* START DOCUMENT EXTRACT *
Staging with streaming tables in Databricks
Guide objective
This guide explains how you can use streaming tables in Databricks for staging source data as an alternative to the regular Notify API & COPY INTO approach.
Streaming tables are a commonly used method for data ingestion in Databricks. Streaming tables can be used for source data staging with ADE as an alternative approach to notifying source files with Notify API and using COPY INTO statements in file loads.
* END DOCUMENT EXTRACT *
* START DATASET RECORDS *
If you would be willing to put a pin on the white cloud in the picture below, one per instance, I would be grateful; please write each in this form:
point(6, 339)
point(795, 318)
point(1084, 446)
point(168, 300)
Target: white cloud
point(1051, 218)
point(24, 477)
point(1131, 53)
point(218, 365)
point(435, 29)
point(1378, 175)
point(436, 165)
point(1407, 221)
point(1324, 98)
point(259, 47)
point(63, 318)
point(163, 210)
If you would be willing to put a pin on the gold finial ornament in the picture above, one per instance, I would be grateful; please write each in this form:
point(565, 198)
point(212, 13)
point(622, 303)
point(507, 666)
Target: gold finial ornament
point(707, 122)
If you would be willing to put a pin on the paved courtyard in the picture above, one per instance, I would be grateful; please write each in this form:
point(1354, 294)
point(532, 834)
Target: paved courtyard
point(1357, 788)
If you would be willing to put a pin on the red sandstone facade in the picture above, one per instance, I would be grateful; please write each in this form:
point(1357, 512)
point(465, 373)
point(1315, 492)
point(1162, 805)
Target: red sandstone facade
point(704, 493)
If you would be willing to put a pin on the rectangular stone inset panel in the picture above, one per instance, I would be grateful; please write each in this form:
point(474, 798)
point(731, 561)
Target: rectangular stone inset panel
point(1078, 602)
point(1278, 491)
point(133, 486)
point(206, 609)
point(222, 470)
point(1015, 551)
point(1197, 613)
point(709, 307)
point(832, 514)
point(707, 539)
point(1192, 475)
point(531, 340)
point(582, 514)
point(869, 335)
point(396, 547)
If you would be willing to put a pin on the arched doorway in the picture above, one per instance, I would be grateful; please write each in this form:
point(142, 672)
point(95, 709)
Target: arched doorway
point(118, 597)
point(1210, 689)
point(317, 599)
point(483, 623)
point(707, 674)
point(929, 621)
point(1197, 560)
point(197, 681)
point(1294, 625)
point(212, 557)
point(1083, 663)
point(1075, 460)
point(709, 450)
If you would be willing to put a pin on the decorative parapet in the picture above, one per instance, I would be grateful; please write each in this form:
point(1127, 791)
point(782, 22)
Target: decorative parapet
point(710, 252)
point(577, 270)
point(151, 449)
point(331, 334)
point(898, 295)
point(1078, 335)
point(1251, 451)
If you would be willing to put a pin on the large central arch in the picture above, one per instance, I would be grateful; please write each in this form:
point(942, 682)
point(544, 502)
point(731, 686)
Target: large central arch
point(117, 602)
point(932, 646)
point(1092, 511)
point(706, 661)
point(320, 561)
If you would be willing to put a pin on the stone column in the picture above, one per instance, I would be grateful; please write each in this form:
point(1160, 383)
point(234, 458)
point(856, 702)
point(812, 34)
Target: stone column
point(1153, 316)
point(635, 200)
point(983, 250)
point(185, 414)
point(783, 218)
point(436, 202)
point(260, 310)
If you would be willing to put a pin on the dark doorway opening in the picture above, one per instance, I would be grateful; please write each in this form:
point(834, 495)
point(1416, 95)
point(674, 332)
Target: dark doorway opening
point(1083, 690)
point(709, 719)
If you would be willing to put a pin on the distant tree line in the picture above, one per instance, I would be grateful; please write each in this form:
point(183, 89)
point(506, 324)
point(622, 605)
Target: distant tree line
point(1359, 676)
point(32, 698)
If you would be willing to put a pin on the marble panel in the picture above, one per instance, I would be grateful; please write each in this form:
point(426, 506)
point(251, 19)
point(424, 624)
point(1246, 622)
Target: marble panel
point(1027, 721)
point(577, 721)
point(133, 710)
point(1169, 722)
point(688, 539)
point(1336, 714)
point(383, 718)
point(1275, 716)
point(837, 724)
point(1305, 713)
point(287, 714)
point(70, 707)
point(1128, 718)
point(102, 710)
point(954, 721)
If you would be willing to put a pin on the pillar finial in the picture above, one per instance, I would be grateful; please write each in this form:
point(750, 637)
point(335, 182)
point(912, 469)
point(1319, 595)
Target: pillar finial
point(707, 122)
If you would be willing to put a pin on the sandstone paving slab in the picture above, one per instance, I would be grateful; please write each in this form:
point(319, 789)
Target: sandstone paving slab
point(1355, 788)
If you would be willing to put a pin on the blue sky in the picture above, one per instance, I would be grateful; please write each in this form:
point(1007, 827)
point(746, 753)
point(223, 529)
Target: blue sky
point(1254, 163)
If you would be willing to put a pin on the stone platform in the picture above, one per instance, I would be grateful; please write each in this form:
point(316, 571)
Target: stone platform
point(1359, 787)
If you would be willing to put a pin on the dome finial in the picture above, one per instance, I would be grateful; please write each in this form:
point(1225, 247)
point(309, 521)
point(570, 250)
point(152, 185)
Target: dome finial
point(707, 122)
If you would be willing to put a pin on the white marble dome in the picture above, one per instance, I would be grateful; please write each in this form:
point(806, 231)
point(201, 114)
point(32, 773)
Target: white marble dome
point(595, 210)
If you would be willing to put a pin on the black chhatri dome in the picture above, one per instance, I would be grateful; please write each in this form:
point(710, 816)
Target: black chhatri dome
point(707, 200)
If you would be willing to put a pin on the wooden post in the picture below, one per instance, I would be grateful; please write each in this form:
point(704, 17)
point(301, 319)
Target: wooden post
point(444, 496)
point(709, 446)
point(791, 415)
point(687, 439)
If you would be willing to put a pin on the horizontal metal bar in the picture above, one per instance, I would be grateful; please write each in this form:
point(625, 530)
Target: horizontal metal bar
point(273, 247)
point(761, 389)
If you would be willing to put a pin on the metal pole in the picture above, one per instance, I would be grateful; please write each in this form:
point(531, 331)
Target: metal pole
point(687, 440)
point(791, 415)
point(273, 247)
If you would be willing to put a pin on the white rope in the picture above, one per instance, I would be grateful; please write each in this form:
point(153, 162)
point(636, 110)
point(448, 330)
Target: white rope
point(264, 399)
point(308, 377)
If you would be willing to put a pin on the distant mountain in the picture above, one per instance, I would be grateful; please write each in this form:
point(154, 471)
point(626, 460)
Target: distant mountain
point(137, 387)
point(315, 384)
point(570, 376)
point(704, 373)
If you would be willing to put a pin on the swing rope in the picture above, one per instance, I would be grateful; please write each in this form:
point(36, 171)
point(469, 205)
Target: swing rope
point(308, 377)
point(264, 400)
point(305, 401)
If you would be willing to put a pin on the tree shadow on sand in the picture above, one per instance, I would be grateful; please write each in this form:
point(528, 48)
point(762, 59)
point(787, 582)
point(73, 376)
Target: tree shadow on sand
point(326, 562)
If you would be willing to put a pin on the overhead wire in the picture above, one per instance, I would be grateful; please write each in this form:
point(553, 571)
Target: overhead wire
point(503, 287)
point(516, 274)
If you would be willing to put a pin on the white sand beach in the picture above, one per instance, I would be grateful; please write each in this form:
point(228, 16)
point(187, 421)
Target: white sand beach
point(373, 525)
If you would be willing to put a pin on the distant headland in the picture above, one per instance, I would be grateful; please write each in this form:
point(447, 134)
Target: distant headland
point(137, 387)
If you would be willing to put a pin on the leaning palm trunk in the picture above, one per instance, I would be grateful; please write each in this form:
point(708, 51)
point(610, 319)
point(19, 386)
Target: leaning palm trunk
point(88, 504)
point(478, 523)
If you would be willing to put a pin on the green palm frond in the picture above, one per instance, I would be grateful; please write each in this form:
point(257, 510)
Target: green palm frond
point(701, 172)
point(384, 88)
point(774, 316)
* END DATASET RECORDS *
## THINGS TO DO
A. Answer these questions using the streaming tables guide:
(i) What approach does the guide objective present streaming tables as an alternative to?
(ii) What are streaming tables described as a commonly used method for in Databricks?
(iii) Along with streaming tables, which tool is named for source data staging?
B. Go on with the streaming tables guide after its last sentence.
The listing has no connection to the streaming tables guide.

## ANSWERS TO THE TASKS
A.
(i) The regular Notify API & COPY INTO approach.
(ii) Data ingestion.
(iii) ADE.

B.
Entities
In our example we have two METADATA_ONLY entities:

Entity | Type | Physical type | Description |
---|---|---|---|
LATEST_COMBINED_1 | SOURCE | METADATA_ONLY | Defines the source data schema i.e. attributes and their data types. |
STG_BARENTSWATCH_LATEST_COMBINED_1 | DB_STREAMING_STAGE* | METADATA_ONLY | Represents the streaming table. Additional metadata attributes can be introduced in this entity as needed. The physical streaming table is defined in an OVERRIDE load step. |
*DB_STREAMING_STAGE is a custom entity type we have defined for this example in CONFIG_ENTITY_DEFAULTS. This entity could also be defined as a STAGE but a dedicated entity type allows further customization and automation for the use case such as setting default metadata attributes, default transformations and load templates.
Load
A load is defined in the target entity as type TRANSFORM_PERSIST. Note that since we are not using Notify API, we cannot use LOAD_FILE.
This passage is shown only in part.